_Task description_. Copy each line exactly.

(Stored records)
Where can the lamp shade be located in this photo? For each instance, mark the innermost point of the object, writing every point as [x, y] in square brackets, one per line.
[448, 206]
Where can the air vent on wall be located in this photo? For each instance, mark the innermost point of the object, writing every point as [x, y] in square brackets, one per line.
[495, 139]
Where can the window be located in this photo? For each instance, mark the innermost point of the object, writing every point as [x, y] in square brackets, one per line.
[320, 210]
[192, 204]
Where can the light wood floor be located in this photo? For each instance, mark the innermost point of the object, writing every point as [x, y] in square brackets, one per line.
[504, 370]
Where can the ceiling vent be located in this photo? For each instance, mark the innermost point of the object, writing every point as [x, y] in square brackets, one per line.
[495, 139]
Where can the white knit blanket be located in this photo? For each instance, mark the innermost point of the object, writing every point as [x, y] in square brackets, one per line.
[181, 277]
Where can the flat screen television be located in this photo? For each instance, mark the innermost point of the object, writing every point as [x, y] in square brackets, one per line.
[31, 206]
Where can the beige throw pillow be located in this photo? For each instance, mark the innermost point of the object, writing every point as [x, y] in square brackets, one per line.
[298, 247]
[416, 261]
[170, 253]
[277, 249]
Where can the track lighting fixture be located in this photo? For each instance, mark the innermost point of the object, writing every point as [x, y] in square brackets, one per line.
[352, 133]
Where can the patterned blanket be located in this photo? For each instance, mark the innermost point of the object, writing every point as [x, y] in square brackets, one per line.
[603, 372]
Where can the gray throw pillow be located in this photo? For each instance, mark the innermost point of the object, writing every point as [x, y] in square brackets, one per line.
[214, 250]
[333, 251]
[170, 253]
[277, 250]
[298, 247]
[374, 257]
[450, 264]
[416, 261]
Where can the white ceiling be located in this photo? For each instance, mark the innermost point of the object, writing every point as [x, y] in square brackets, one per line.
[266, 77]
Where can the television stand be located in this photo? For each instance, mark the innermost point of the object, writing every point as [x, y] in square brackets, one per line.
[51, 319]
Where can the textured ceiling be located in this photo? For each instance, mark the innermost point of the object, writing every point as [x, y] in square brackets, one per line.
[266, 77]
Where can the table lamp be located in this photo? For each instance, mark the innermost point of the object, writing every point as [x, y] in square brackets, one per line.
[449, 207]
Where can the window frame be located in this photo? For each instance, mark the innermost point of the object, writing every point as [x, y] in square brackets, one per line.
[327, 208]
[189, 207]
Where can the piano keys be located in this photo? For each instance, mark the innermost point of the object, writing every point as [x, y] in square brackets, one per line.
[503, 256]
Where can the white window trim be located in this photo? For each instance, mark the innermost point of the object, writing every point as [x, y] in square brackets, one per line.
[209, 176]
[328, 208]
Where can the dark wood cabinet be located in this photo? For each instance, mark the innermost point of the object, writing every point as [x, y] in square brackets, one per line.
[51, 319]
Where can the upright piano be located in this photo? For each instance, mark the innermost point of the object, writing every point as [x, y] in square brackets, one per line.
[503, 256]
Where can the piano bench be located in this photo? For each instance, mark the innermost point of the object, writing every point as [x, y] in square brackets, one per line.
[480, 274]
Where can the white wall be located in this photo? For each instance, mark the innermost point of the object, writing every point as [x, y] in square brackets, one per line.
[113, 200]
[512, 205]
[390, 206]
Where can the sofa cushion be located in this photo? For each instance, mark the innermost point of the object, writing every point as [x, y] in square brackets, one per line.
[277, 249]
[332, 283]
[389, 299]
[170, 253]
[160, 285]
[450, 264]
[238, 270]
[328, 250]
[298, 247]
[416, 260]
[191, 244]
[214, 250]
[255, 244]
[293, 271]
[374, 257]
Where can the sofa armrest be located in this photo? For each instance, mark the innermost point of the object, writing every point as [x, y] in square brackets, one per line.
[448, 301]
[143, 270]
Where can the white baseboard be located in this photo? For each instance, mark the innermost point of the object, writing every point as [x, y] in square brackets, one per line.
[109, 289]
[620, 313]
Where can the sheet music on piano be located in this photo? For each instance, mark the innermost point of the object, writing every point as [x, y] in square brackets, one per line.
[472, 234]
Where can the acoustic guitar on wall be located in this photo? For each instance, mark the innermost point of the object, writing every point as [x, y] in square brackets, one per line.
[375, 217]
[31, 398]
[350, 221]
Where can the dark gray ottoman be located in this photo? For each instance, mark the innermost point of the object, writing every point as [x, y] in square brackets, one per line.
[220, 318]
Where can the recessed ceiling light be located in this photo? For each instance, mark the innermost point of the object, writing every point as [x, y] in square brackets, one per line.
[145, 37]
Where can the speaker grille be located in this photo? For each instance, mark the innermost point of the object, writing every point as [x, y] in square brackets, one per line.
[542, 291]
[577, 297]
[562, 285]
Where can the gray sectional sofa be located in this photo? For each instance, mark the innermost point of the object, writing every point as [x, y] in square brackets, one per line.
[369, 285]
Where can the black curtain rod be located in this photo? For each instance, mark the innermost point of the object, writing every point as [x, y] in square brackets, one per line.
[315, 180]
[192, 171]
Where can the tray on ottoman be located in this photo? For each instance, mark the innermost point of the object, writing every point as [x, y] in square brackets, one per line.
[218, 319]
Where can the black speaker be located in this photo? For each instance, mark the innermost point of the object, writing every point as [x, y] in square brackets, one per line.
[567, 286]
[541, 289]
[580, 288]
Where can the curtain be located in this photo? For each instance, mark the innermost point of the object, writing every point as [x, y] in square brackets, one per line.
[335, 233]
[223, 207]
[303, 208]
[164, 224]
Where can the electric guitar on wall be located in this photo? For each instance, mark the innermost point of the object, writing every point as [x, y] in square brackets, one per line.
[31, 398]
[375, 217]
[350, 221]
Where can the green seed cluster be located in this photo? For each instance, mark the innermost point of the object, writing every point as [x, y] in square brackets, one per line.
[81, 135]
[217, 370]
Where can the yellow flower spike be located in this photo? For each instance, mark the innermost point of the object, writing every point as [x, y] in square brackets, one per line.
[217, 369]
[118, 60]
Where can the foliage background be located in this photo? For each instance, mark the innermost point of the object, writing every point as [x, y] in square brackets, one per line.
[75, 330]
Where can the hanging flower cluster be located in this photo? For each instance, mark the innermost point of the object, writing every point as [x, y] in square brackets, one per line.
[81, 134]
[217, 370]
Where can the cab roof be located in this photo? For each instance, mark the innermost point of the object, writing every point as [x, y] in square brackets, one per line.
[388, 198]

_Final answer_.
Where can the lamp shade be located in this photo? For each instance, mark the innermost point of the object, writing every point as [x, y] in square brackets, one per line.
[448, 206]
Where can the air vent on wall be located in this photo? For each instance, mark the innermost point of the object, writing every point as [x, y] in square brackets, one per line.
[495, 139]
Where can the window be located in this photo? For each instance, mark the innermost point of the object, writing every point as [x, y] in square brackets, one per line.
[320, 210]
[192, 204]
Where can the light wood floor be located in this photo? For each instance, mark the innermost point of the object, writing every point as [x, y] in square brackets, one per line.
[504, 370]
Where can the ceiling vent be located in this photo? For each instance, mark the innermost point of the object, writing every point as [x, y] in square brackets, one per line.
[495, 139]
Where can the white knit blanket be located in this photo? For each instance, mark the innermost point of the object, writing every point as [x, y] in square brackets, one per line.
[181, 277]
Where can the flat screen television be located in this photo? For each instance, mark the innermost point of the object, writing every point as [x, y] in square brackets, one per line.
[31, 206]
Where can the beige throw pillow be located in this photo? For each instance, mark the innermost point of the object, writing every point as [x, y] in square brackets, one per line.
[298, 247]
[416, 261]
[170, 253]
[277, 249]
Where can the track lighting fixture be located in this photo? For each instance, mark the innermost point of the object, writing every point as [x, y] in square brackets, one per line.
[352, 133]
Where can the patterned blanket be located in this photo? For each instance, mark the innermost point of the object, writing every point as [x, y] in square brackets, one per line.
[603, 372]
Where can the gray throw pillow be located in this photo? For each instance, mark the innermost point of the object, writing every point as [x, y] in square brackets, one per line.
[214, 250]
[333, 251]
[170, 253]
[277, 250]
[298, 247]
[374, 257]
[450, 264]
[416, 261]
Where can the white ceiling be located in this photo? For each instance, mark the innermost point of the object, writing every point as [x, y] in square brackets, one per line.
[266, 77]
Where can the television stand be located in this photo? For each instance, mark the innermost point of the object, writing every point as [x, y] in square brackets, one per line.
[51, 319]
Where can the textured ceiling be located in this photo? For each instance, mark the innermost point of the object, writing every point as [x, y] in square brackets, one per line.
[266, 77]
Where can the table lamp be located in this photo? For each instance, mark the innermost point of the object, writing every point as [x, y] in square brackets, one per line.
[449, 207]
Where can the window frame be located in this photo? For each instance, mark the innermost point of the object, writing every point as [x, y] in square brackets, one per line.
[327, 208]
[189, 207]
Where can the piano keys be located in this photo? For each instance, mark the innermost point of the object, writing every point as [x, y] in square brackets, one per line.
[503, 256]
Where can the white window trim be located in this photo? For each instance, mark the innermost point of the object, writing every point as [x, y] in square brackets, one per line.
[209, 176]
[328, 208]
Where can the dark wood cabinet be located in this photo? For each instance, mark the innermost point of the object, writing every point as [x, y] in square brackets, one per line.
[51, 319]
Where can the upright piano be located in this photo? For each instance, mark the innermost point of the object, writing every point as [x, y] in square brackets, one per line.
[503, 256]
Where can the piano bench be located in this photo? For each instance, mark the innermost point of the object, writing every point as [x, y] in square brackets, one per line.
[480, 274]
Where can the white wall be located in this photo? For each instance, mark the innermost point of the object, writing every point as [x, y] in square brackets, one per line.
[113, 200]
[512, 205]
[390, 206]
Where can the sofa cushion be located in this photo? For each instance, mark the innermost point of the object, writing every point as [x, y] in square brackets, one per line.
[277, 249]
[332, 283]
[389, 299]
[170, 253]
[160, 285]
[450, 264]
[238, 270]
[328, 250]
[298, 247]
[416, 260]
[191, 244]
[214, 250]
[255, 244]
[293, 271]
[374, 257]
Where can the sofa armrest be located in this photo? For each instance, mark the innermost point of the object, writing every point as [x, y] in square brackets, one per line.
[448, 301]
[143, 270]
Where can the white baseboard be located in this photo? For each instance, mark the innermost point of the object, writing every point as [x, y] in square brackets, one per line.
[109, 289]
[620, 313]
Where can the sheet music on piano be located in this photo? For each instance, mark the innermost point of the object, writing every point as [x, y] in square brackets, one per line.
[472, 234]
Where can the acoustic guitar on wall be located in this photo? For each instance, mark the innermost point of the object, writing every point as [x, y] in square brackets, one per line.
[375, 217]
[31, 398]
[350, 221]
Where can the dark gray ottoman be located in this photo? For each instance, mark the innermost point of the object, writing every point as [x, y] in square brackets, one per line.
[220, 318]
Where can the recessed ceiling light be located in this photo? For each instance, mark the innermost point of the object, writing every point as [x, y] in square brackets, one per line.
[145, 37]
Where can the speaker grille be located in this photo? For each instance, mark the innermost point of the object, writing every point as [x, y] in square brackets, one per line.
[542, 291]
[577, 297]
[562, 285]
Where can the gray sectional sofa be located in this photo? For each instance, mark the innermost point of the object, writing every point as [x, y] in square brackets, one per line.
[369, 285]
Where can the black curtain rod be located in this photo? For each instance, mark the innermost point of the object, writing every point as [x, y] in square brackets, one per line.
[315, 180]
[192, 171]
Where can the tray on ottoman be located in this photo? For each instance, mark the innermost point of the object, writing every point as [x, y] in square brackets, one per line.
[218, 319]
Where can the black speaker be located in this photo? For each instance, mark the innermost point of the object, writing every point as [x, y] in square brackets, one per line.
[567, 286]
[541, 289]
[580, 288]
Where can the curtain be located in this photo? For each instance, mark the innermost point of the object, writing every point as [x, y] in square brackets, one per line.
[335, 233]
[223, 207]
[303, 208]
[164, 224]
Where can the electric guitar on wall be located in this photo? For each instance, mark the innermost point of the object, writing every point as [x, y] in square brackets, one per line.
[31, 398]
[375, 217]
[350, 221]
Where can the green seed cluster be located in this photo? For each instance, mark the innermost point of the object, writing every point as [x, y] in square brackets, one per line.
[81, 135]
[217, 370]
Where can the yellow flower spike be located in this photo? For each instance, mark the innermost point of the object, writing every point as [x, y] in square brackets, one per line.
[217, 369]
[118, 60]
Where can the foliage background be located in this photo? For each instance, mark the innermost point of the object, writing every point as [x, y] in square brackets, one per line.
[75, 330]
Where can the hanging flower cluster be located in this photo? For each instance, mark the innermost point of the object, writing every point as [x, y] in square brackets, one per line.
[81, 134]
[217, 370]
Where can the cab roof be located in this photo? For each instance, mark the innermost point of the object, writing every point as [x, y] in square brackets, one per line.
[388, 198]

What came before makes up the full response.